● Exercise:
Set down each line of the material that follows, exactly, with no pictures.

● Supplied entries:
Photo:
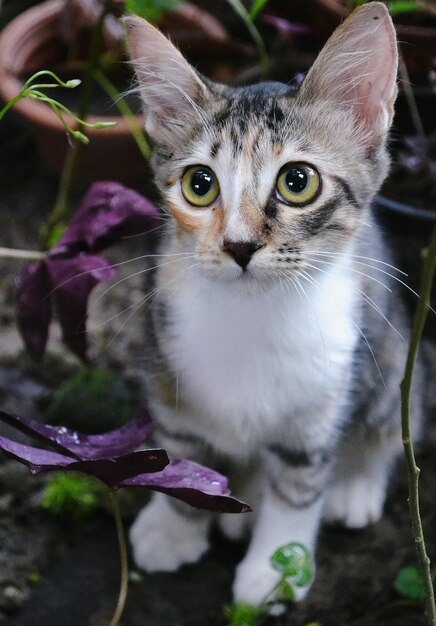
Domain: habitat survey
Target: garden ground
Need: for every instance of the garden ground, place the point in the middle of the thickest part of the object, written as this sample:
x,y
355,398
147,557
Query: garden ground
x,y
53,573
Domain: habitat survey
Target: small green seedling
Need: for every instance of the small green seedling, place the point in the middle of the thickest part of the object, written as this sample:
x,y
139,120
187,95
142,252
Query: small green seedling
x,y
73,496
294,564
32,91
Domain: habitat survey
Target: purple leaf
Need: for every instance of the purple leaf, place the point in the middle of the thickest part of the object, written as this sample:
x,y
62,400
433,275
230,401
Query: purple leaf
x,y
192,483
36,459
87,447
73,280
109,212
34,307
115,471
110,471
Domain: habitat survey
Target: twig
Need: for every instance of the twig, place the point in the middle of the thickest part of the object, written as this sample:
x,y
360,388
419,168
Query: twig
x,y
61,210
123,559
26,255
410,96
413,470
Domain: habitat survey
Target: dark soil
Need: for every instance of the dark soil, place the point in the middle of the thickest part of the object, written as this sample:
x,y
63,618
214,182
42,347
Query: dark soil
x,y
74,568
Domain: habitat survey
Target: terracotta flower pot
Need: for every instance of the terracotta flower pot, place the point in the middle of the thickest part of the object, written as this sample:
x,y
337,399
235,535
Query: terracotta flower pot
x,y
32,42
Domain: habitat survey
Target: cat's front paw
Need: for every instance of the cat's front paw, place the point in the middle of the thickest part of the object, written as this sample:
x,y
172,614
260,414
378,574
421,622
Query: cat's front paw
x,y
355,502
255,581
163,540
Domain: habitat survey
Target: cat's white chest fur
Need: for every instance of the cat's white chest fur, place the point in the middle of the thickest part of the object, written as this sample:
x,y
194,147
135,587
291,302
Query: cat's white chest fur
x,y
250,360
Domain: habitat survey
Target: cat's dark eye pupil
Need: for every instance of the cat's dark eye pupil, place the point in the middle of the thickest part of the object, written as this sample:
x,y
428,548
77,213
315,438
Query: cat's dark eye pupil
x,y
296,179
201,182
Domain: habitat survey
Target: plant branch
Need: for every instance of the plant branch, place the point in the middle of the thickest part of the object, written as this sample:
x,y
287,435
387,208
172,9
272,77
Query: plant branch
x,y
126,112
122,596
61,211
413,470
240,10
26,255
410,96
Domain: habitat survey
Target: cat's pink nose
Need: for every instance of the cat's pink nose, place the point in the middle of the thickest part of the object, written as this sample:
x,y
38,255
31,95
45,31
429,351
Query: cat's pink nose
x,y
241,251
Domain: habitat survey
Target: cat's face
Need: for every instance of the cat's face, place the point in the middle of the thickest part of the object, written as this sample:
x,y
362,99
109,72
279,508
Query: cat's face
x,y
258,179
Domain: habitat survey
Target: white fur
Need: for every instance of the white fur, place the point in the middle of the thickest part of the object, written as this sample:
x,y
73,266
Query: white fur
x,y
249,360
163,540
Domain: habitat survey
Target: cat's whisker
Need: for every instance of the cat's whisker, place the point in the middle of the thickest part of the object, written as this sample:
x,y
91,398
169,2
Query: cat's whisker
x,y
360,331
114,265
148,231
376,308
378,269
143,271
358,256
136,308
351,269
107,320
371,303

● Task answer:
Photo:
Domain: habitat survey
Target: garden ground
Need: for every instance of the garden ground, place the point in the middle of the thickest part of the object, written as this sample:
x,y
355,398
147,557
Query: garden ground
x,y
53,573
Domain: habitat survey
Target: small green seedling
Need: for every instance of the small green seedling, place the point in the middle of the thickest part of the object, written as this sample:
x,y
139,120
187,95
142,252
Query: small green seedling
x,y
73,496
294,564
32,91
Domain: habitat survey
Target: purple leaf
Need: for every instance of the purple leaf, place the point in the middle of the thickest part of the object, written as this sample:
x,y
62,400
433,275
230,401
Query: purple leaf
x,y
192,483
36,459
87,447
73,280
109,212
34,307
115,471
110,471
Domain: habitat survey
Target: twig
Need: for every instance of the twig, place the point in the middle of the thickest part of the object, written as this sample:
x,y
360,388
419,168
Query: twig
x,y
61,210
123,559
26,255
410,96
413,470
Domain: habitat survey
Target: dark soil
Need: for every instance of the dark soil, place the point in the middle of the thickest part of the object, written as this sample:
x,y
63,618
214,182
42,347
Query: dark soil
x,y
74,568
Domain: habitat survey
Target: terracotta flower pot
Need: for every instance of the terracotta flower pot, place the point in the middle of the thickest part of the object, written as this sample:
x,y
337,399
235,535
Query: terracotta flower pot
x,y
32,42
Domain: habitat survey
Target: cat's front paw
Need: for every instance of the cat's front paw, place the point in the middle of the thickest part of the object, written as this sample:
x,y
172,614
260,414
378,574
421,622
Query: cat's front paw
x,y
355,502
255,581
163,540
Domain: habitat survey
Target: cat's white chest fur
Need: for every instance of the cat's white chest fur, place the point in the middle of the thickest part of the object, written as this sample:
x,y
194,147
135,587
291,302
Query: cat's white chest fur
x,y
250,360
Domain: habitat survey
Target: cat's dark eye pupil
Need: for every instance of the cat's dark eye pupil, place the point in the middle of the thickest part of the object, written as this sample:
x,y
428,548
77,213
315,438
Query: cat's dark eye pupil
x,y
296,179
201,182
Domain: habitat survey
Target: plant branch
Need: for every instance of the plant branch, place the point in the middle of the thickest part of the object, written as this sample:
x,y
287,435
387,208
172,9
272,77
Query: plant branch
x,y
126,112
122,596
61,211
413,470
240,10
26,255
410,96
Domain: habitat survey
Target: cat's pink nose
Need: for every instance of the cat's pink nose, place the point in the middle of the thickest part of the object, written as this sample:
x,y
38,255
31,95
45,31
429,351
Query: cat's pink nose
x,y
241,251
Domain: habitat survey
Target: cat's face
Need: for every instance of the cat's face, place the point in the middle of the thickest part of the object, written as this sample:
x,y
362,99
109,72
279,508
Query: cat's face
x,y
258,179
Domain: habitat survey
Target: white fur
Need: for every instance of the white fur, place the point in the middle of the thickest part of the object, written as this sample:
x,y
73,266
Query: white fur
x,y
249,360
163,540
Domain: habitat survey
Target: cat's whisker
Need: for every instance of the cat's whisker, place the point in the middle of the thickest part of the object, written as this sample:
x,y
91,398
169,2
Query: cat's whisker
x,y
360,331
114,265
148,231
376,308
378,269
143,271
358,256
136,308
351,269
107,320
371,303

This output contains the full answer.